■ **What is needed**
In full and word for word, print the data below.

[[ Source information, beginning ]]

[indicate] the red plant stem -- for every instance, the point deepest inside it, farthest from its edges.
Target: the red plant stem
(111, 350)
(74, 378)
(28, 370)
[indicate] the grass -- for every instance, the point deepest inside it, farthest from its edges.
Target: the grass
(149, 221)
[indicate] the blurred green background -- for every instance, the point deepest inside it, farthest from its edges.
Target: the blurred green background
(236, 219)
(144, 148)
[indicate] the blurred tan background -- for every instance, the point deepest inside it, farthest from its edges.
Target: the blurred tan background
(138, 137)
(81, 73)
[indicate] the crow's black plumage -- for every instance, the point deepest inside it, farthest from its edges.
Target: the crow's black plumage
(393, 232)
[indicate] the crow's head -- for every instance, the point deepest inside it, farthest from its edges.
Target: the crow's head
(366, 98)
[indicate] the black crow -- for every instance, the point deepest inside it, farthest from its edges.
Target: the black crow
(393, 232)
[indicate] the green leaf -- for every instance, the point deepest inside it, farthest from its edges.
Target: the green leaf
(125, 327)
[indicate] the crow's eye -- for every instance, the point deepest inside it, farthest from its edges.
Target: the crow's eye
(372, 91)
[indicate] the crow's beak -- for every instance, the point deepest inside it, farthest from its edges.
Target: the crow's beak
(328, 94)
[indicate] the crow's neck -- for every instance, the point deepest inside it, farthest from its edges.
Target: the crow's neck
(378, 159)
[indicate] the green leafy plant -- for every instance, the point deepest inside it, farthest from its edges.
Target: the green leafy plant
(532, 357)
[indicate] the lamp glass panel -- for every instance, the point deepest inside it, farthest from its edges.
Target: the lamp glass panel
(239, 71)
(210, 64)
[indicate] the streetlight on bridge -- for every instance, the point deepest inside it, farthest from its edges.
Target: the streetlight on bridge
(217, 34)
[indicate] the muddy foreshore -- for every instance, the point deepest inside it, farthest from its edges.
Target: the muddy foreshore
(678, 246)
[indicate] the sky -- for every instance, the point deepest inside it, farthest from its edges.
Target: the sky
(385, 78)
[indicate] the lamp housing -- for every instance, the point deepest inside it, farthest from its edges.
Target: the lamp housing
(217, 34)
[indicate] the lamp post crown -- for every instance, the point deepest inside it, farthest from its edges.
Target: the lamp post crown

[[ Source information, end ]]

■ **Written answer**
[indicate] the red plant stem -- for every instance, the point deepest inside it, farthest from its edges.
Target: the red plant stem
(111, 350)
(74, 378)
(28, 370)
[indicate] the grass -- for every instance, the point deepest inside it, farthest from its edges.
Target: the grass
(149, 221)
[indicate] the blurred green background -- for every instance, the point deepest inside it, farthest from its edges.
Target: the blurred green background
(236, 219)
(144, 148)
[indicate] the blurred tan background -- for every instance, the point deepest inside it, farthest from its edges.
Target: the blurred tan background
(138, 137)
(81, 73)
[indicate] the crow's black plumage -- for every instance, the point deepest inside it, farthest from its edges.
Target: the crow's black plumage
(393, 232)
[indicate] the crow's head -- for every instance, the point deepest inside it, farthest from its edges.
Target: the crow's head
(366, 98)
[indicate] the black crow -- for every instance, the point deepest inside it, farthest from its edges.
Target: the black crow
(393, 232)
[indicate] the green leaf -- for every instance, the point deepest inside it, farthest from its edges.
Target: the green leaf
(125, 327)
[indicate] the crow's eye -- for every instance, the point deepest inside it, farthest from its edges.
Target: the crow's eye
(372, 91)
[indicate] the crow's beak -- for every instance, the point deepest inside it, farthest from its edges.
Target: the crow's beak
(328, 94)
[indicate] the crow's neck -- for every instance, the point deepest inside it, farthest from its edges.
Target: the crow's neck
(378, 159)
[indicate] the green leafy plant -- for every instance, the point deepest inside it, farthest from its edges.
Target: the green leafy plant
(532, 357)
[indicate] the lamp glass panel -- for every instance, the point deepest inside it, farthest from its edges.
Target: the lamp glass panel
(239, 71)
(210, 64)
[indicate] the streetlight on bridge -- for every instance, the point deepest inside it, farthest from its edges.
Target: the streetlight on bridge
(217, 34)
[indicate] the muddy foreshore -- for every instance, the point deepest inside it, farthest from its edges.
Target: the muddy foreshore
(678, 246)
[indicate] the sky -- for every instance, the point deepest inside it, farthest from its edges.
Target: the sky
(385, 78)
[indicate] the lamp housing -- for every instance, the point deepest inside it, farthest from its edges.
Target: the lamp housing
(217, 34)
[indicate] the lamp post crown -- for every instance, the point deepest inside it, farthest from its edges.
Target: the lamp post crown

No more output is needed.